- PROBLEM TO WORK ON
Swap "plank" for "board" throughout the listing below and reproduce it with no other changes.

Data lines:
"""

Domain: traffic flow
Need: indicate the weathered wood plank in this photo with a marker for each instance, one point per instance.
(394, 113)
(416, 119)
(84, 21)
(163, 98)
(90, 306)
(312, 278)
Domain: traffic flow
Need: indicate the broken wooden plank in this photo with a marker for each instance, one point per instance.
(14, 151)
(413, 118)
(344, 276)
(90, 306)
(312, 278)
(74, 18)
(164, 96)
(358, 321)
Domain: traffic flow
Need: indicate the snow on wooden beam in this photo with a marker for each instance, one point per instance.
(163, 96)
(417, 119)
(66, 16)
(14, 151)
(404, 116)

"""

- TASK SOLUTION
Domain: traffic flow
Need: indicate the weathered wood board in this photo with a marker for each instance, one point per instance.
(394, 113)
(416, 119)
(84, 21)
(163, 98)
(90, 306)
(312, 278)
Domain: traffic flow
Need: indicate the broken wooden board in this photo with a marker for each instance, one point per instance.
(14, 151)
(413, 118)
(344, 276)
(90, 306)
(312, 278)
(74, 18)
(164, 96)
(358, 321)
Domain: traffic flow
Need: indicate the snow on wooden beam in this photo with a marker for each instance, one point per instance.
(163, 96)
(417, 119)
(66, 16)
(14, 151)
(404, 116)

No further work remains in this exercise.